*** Opening of Working data ***

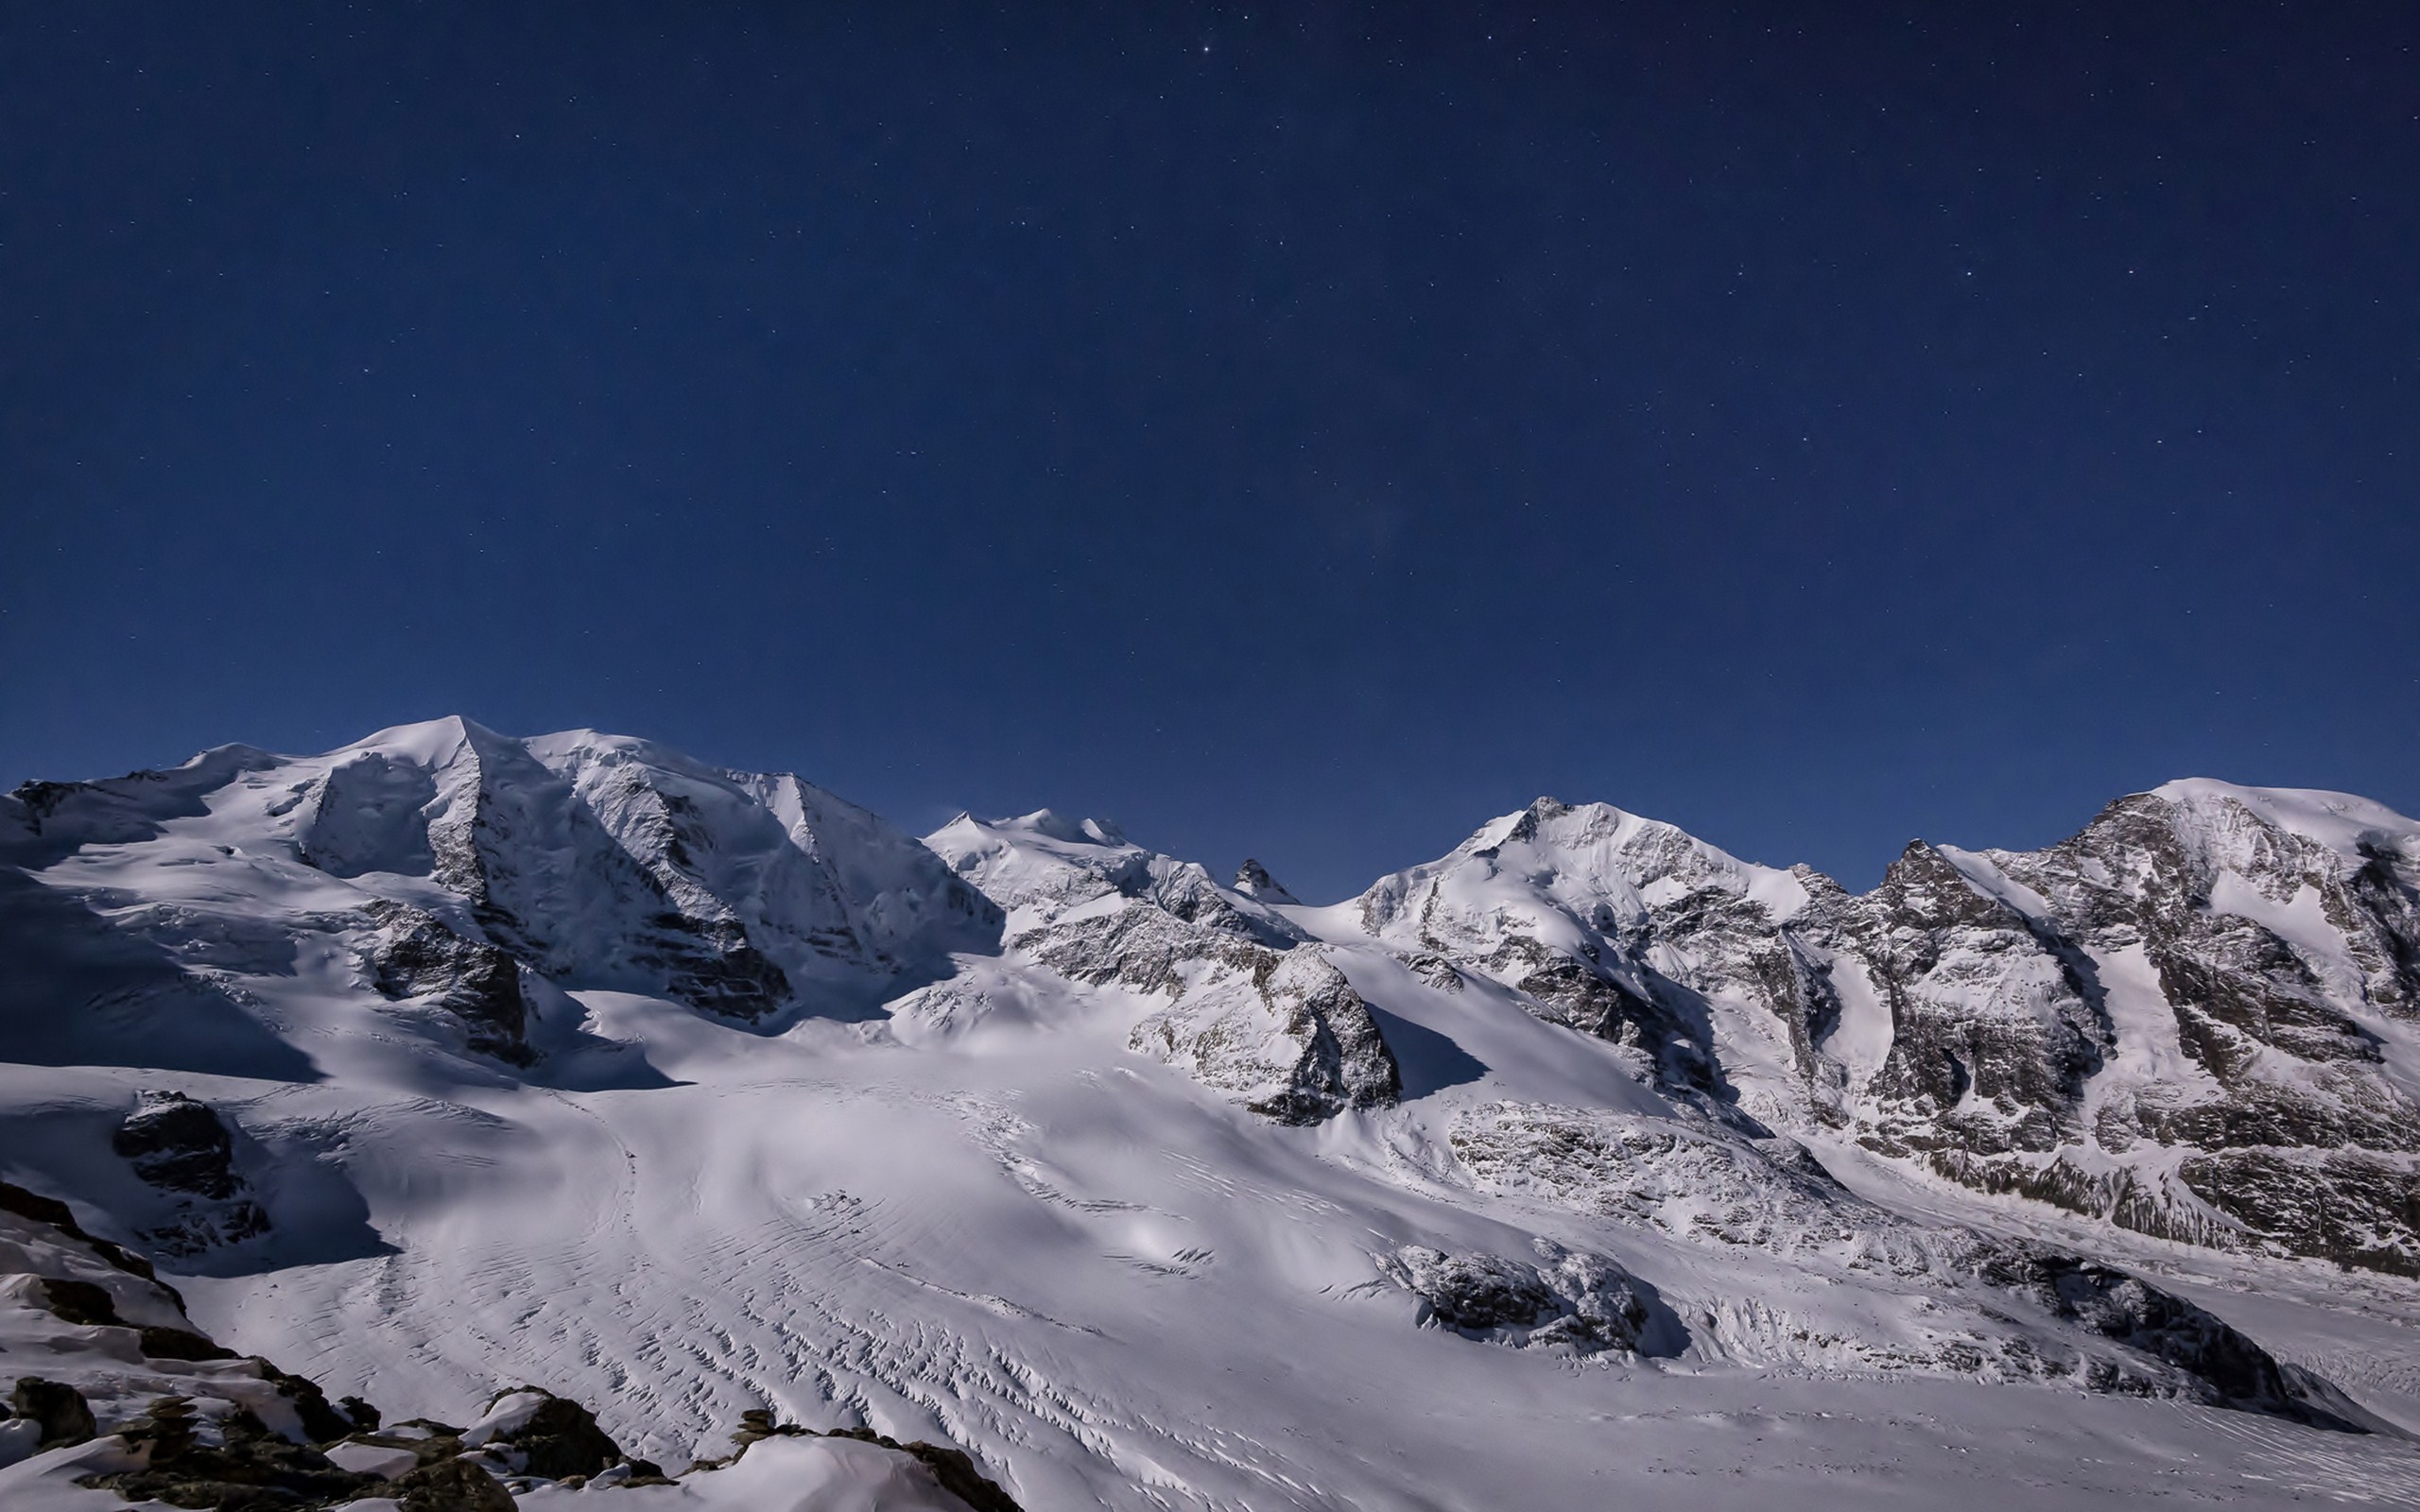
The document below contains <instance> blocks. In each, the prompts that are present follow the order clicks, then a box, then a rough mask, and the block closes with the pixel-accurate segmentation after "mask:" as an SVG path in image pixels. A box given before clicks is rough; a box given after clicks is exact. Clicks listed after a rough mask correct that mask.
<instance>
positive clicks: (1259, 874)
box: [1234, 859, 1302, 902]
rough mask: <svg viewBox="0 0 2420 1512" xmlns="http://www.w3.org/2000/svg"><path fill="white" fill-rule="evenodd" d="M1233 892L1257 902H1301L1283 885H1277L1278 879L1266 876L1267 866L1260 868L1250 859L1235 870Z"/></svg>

*** Close of Working data ***

A word-for-word repetition of the data above, without pictures, is the expected answer.

#### [Output of the task]
The document below contains <instance> blocks. In each, the prompts that are present follow the order clicks, then a box, then a rough mask, and the block closes with the pixel-accurate segmentation after "mask:" as an SVG path in image pixels. A box given before clicks is rough; a box given after clicks is exact. Clicks listed after a rough mask correct that mask.
<instance>
positive clicks: (1259, 874)
box: [1234, 859, 1302, 902]
rough mask: <svg viewBox="0 0 2420 1512" xmlns="http://www.w3.org/2000/svg"><path fill="white" fill-rule="evenodd" d="M1233 892L1257 902H1301L1283 885H1277L1278 879L1266 876L1267 866L1260 868L1250 859L1235 870Z"/></svg>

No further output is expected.